== EXERCISE GOAL ==
Would you write out the lines from the very first one through the line containing "87,296,334,408", including both, and leave the pictures out?
**** EXTRACTED ENTRIES ****
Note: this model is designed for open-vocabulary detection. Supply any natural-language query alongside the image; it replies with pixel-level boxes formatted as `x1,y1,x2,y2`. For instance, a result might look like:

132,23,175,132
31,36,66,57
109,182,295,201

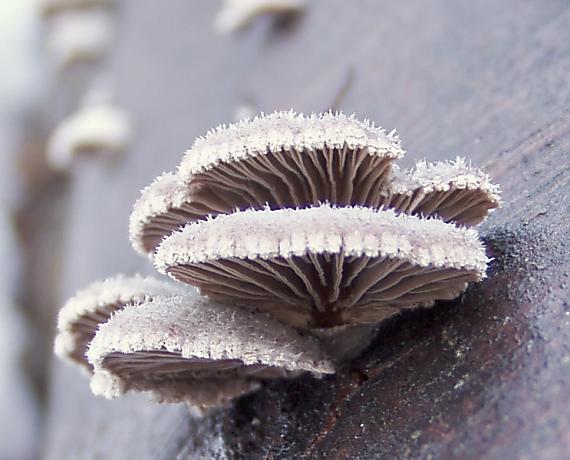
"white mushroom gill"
154,205,488,327
55,275,182,369
48,92,132,170
385,157,501,226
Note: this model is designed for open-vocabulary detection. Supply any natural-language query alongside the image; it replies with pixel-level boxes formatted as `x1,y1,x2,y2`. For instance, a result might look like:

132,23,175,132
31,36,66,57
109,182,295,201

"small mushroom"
55,275,184,370
178,112,404,219
214,0,306,34
154,205,488,328
47,8,114,67
385,158,501,227
48,91,132,170
39,0,115,16
129,173,227,255
87,296,334,408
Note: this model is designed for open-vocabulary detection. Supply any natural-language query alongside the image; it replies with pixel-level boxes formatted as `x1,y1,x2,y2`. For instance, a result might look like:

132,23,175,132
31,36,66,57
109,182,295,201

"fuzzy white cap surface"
154,204,488,277
178,111,404,182
129,172,190,255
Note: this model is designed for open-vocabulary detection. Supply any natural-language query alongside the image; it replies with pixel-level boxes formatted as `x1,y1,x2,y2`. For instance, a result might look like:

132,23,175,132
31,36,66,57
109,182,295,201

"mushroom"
47,8,114,67
55,275,184,370
154,205,488,328
214,0,306,34
178,112,404,217
87,295,334,408
385,157,501,227
129,172,229,255
39,0,115,16
48,91,132,170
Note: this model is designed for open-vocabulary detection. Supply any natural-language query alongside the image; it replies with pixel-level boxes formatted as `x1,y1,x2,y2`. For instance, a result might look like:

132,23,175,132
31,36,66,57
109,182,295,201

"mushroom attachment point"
55,275,182,371
87,295,334,408
154,205,488,328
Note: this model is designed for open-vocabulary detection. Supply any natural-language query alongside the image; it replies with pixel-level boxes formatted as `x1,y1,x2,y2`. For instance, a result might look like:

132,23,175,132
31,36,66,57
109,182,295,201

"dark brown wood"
45,0,570,460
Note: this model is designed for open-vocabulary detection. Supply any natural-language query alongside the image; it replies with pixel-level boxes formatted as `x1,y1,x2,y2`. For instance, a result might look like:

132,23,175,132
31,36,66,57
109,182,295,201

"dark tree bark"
45,0,570,460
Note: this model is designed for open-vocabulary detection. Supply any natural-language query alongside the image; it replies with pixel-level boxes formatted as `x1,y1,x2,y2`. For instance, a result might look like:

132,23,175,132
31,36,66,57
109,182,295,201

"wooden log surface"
44,0,570,460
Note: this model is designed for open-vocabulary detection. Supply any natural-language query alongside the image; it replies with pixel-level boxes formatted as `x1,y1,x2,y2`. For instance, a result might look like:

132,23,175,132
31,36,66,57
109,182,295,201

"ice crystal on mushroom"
386,158,501,226
88,296,333,406
53,112,500,407
155,205,487,327
48,8,113,67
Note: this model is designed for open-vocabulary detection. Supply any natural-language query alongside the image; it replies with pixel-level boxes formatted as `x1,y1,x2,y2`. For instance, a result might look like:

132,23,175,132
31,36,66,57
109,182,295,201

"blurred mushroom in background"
47,85,132,170
87,294,334,409
214,0,306,34
39,0,115,68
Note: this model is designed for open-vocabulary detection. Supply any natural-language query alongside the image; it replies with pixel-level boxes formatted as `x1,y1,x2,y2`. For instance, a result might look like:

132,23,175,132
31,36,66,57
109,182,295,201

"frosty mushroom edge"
52,112,500,408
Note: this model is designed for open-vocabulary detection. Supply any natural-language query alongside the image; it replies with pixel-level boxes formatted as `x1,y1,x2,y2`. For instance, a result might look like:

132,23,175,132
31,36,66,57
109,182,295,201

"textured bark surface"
45,0,570,460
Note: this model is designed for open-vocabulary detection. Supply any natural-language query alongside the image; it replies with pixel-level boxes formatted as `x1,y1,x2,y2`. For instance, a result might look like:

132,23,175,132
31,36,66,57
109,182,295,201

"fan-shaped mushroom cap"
129,172,231,254
87,296,334,406
55,275,185,369
178,112,404,219
214,0,306,33
386,158,501,226
154,205,488,327
38,0,115,16
47,8,114,67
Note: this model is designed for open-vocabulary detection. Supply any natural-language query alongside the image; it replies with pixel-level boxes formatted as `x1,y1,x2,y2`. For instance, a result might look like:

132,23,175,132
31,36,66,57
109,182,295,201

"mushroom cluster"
56,112,500,408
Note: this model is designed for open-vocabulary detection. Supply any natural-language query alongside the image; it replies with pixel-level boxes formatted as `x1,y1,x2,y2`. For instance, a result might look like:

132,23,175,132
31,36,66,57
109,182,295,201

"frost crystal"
155,205,488,327
55,275,187,369
385,157,501,226
87,295,334,406
38,0,115,16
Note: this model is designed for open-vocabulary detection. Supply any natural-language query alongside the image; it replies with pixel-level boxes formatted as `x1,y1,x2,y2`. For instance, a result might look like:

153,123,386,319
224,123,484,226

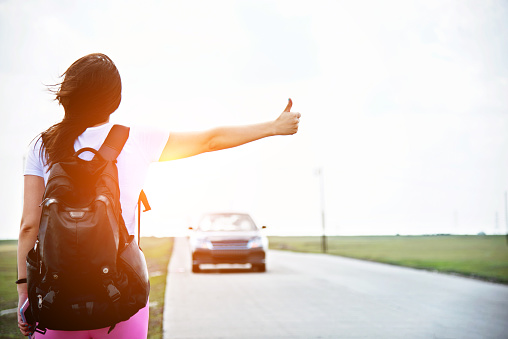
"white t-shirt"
25,123,169,234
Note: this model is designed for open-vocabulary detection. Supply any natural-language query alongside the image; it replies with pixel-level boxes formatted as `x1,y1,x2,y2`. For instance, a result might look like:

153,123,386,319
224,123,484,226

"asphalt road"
164,238,508,339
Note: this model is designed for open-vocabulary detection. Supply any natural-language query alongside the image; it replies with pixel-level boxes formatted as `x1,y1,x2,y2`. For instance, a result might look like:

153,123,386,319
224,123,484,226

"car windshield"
198,214,256,232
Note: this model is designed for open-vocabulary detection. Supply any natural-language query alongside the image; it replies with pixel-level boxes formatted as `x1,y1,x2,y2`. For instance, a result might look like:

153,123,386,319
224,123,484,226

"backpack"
26,125,150,333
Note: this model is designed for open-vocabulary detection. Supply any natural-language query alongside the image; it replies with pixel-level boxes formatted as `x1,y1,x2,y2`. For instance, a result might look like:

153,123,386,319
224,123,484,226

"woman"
16,53,300,339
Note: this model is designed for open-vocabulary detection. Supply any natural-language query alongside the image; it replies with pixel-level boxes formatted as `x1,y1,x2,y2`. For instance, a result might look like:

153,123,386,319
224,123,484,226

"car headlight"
247,237,263,248
196,238,213,250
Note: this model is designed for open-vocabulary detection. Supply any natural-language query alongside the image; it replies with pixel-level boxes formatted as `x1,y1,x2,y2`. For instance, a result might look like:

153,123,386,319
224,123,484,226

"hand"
275,99,301,135
16,293,33,336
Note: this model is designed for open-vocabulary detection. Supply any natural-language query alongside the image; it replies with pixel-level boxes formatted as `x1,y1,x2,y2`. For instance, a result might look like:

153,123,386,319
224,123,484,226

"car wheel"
252,264,266,272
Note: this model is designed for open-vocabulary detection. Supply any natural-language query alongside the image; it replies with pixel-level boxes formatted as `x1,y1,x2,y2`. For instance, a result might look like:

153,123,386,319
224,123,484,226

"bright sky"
0,0,508,238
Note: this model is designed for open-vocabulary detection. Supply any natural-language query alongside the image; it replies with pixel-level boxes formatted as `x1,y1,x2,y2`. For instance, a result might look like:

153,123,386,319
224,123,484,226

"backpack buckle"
106,283,122,302
39,291,56,310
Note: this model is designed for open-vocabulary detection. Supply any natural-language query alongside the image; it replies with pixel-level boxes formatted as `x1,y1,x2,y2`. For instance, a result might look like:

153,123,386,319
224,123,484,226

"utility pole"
316,167,327,253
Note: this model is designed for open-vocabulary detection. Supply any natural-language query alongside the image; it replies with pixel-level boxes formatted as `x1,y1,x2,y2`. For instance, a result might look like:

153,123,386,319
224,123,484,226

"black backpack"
27,125,150,333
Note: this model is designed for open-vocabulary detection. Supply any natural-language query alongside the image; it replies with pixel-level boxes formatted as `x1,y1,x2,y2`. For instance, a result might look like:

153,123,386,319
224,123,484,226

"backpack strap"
99,125,130,161
99,125,151,246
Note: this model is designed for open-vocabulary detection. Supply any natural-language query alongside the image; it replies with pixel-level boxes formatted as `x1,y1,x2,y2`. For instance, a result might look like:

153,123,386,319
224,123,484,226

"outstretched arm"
159,99,300,161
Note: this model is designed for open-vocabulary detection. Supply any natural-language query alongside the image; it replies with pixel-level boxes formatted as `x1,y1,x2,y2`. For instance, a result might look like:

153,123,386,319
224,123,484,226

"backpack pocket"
117,236,150,320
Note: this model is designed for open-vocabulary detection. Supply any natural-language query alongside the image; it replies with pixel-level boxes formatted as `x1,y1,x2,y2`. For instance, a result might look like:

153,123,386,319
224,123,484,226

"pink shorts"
32,303,150,339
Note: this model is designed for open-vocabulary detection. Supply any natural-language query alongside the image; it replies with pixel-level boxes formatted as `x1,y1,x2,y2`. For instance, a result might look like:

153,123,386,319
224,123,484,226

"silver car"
189,213,268,273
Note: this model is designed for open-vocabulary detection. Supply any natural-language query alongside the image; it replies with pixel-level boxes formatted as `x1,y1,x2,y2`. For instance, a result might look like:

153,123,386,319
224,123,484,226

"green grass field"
0,238,173,339
269,235,508,284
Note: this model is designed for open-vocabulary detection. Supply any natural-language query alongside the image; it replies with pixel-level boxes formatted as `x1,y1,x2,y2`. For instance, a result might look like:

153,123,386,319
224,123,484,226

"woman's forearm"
208,121,277,152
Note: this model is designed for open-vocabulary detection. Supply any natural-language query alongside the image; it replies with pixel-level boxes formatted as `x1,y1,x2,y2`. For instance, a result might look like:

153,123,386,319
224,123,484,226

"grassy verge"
0,238,173,339
270,235,508,284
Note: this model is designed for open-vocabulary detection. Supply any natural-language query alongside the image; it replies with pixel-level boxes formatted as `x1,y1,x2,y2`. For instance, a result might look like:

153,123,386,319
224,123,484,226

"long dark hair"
40,53,122,168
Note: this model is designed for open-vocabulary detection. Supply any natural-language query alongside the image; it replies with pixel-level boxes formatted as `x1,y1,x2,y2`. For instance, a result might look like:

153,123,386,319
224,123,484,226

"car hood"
193,231,261,241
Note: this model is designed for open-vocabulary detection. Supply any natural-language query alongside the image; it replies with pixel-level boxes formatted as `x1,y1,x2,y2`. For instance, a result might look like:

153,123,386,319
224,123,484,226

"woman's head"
55,53,122,126
41,53,122,168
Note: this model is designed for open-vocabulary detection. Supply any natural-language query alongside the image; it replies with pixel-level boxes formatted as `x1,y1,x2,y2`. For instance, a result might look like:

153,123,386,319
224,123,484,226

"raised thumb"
284,98,293,112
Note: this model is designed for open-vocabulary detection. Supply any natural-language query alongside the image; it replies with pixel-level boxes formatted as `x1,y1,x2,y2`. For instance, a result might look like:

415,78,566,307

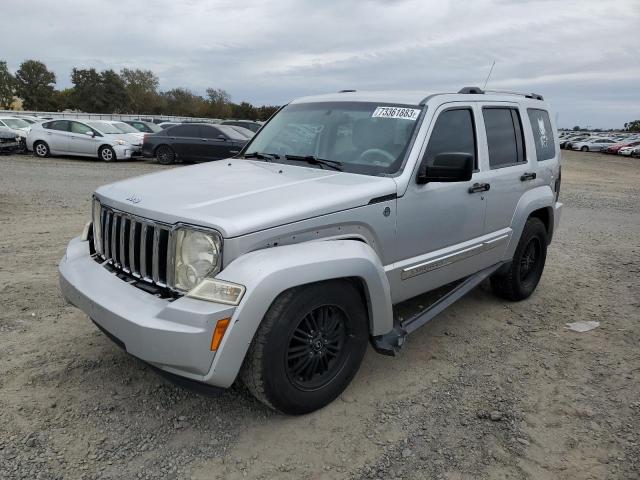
****
== RESULT ==
Note: this model is designed for open-vocabulary detection. Supply any natural-language query alongside the image; it replies with pixel-level boxes formatted as `x1,y1,x2,y2`. For instance, a result might look like:

132,23,175,132
31,36,66,57
109,182,295,201

"white mushroom gill"
154,205,488,327
55,275,182,369
48,92,132,170
385,157,501,226
Note: this model is designed for open-vocabulary detection. Supply any natural-language query alongside the image; it replies with pixel-level boxes formatted as `x1,y1,x2,y2`. For instance, a result might look like:

132,23,175,132
31,36,66,57
109,182,295,201

"small mushroom"
55,275,184,370
178,112,404,219
214,0,306,34
154,205,488,328
47,8,114,67
385,158,501,227
48,91,132,170
39,0,115,16
129,173,227,255
87,296,334,408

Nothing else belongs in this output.